# START OF Material shown

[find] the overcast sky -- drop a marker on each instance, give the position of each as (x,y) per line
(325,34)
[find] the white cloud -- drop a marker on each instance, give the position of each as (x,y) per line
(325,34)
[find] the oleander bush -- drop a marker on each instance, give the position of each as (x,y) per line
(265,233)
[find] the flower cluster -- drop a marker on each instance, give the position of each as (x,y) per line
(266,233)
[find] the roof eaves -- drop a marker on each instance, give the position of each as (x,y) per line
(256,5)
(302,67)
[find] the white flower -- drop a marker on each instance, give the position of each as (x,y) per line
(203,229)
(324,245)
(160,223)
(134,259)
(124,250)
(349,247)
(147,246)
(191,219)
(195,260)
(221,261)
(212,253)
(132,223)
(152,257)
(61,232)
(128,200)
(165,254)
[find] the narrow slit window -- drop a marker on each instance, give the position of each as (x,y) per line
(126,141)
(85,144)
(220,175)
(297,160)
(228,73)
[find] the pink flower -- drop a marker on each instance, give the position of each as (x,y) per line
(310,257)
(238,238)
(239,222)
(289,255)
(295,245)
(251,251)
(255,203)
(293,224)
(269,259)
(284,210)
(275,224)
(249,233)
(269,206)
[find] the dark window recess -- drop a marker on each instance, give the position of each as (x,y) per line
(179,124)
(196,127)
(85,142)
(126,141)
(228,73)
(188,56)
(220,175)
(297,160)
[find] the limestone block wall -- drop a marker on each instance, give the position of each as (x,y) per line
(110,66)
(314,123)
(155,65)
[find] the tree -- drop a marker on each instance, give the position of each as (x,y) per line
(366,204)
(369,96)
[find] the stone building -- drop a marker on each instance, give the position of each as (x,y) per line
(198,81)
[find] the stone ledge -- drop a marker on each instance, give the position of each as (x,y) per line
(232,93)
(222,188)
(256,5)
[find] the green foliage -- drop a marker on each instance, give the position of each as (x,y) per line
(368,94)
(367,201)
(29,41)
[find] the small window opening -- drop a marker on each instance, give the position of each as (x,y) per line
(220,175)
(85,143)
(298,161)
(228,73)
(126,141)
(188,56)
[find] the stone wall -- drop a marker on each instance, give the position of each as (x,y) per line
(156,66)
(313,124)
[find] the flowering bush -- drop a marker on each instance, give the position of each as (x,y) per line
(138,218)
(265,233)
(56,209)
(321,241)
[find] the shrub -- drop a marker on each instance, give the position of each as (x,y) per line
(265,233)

# END OF Material shown

Transcribe the material exactly as it reads.

## Expected answer
[find] the overcast sky -- drop a marker on each instance, give the position of each as (x,y) per line
(325,34)
[find] the white cloud -- drop a marker on each instance, give the position of each as (x,y) per line
(325,34)
[find] the oleander bush -- drop a marker on each instance, give the position of each as (x,y) per line
(265,233)
[find] the flower cluster -- drop a marker on each instance, give the position of each as (x,y) per line
(266,233)
[find] the roof eaves -- drop a marker on each instance, give the position of each as (x,y) per line
(256,5)
(302,67)
[find] the white flower -- drop a marker on each instance, give the position of each as (x,y) per line
(203,229)
(324,245)
(160,223)
(134,259)
(124,250)
(349,247)
(147,246)
(191,219)
(195,260)
(221,261)
(212,253)
(132,223)
(152,257)
(61,232)
(128,200)
(165,254)
[find] the narrow slit window -- drop a marker on each instance, give the position of each as (x,y) per line
(126,141)
(85,144)
(220,175)
(297,160)
(228,73)
[find] the pink flower -- drop a marker on each instance, give the position of each as (x,y) per line
(310,257)
(238,238)
(239,222)
(289,255)
(295,245)
(251,251)
(255,203)
(293,224)
(269,259)
(284,210)
(275,224)
(249,233)
(269,206)
[find] the dark window recess -- drop a marker on each instance, give the position of each as (x,y) per line
(179,124)
(196,127)
(85,142)
(126,141)
(228,73)
(188,56)
(220,175)
(297,160)
[find] the limestone block wall -- drop a marker on each instance, give the position of each as (x,y) per line
(110,66)
(314,123)
(155,65)
[find] the tree -- drop a marker on each instance, give the position of each as (x,y) per line
(366,204)
(369,96)
[find] the stone building -- drop a marker on each instance, give the position of each as (x,y) per line
(198,81)
[find] the stone ledge -- drop a marker on each instance, give the position of each as (x,y) per line
(232,93)
(222,188)
(256,5)
[find] the green foliage -- drop a marker on each instance, give the position of each as (x,y) per line
(368,94)
(367,201)
(29,41)
[find] the small window opening -- drop a marker on each instance, give the position of each as (x,y) per line
(220,175)
(85,143)
(298,161)
(228,73)
(126,141)
(188,56)
[find] the stone wall -- drop a marker on each instance, give the position of each as (x,y) per line
(156,66)
(313,124)
[find] the flowering bush -- drop a marker on each instance, give the position of each as (x,y) per line
(138,218)
(265,233)
(56,209)
(321,241)
[find] the shrub -- drop a marker on each instance, give the position of each as (x,y) per line
(265,233)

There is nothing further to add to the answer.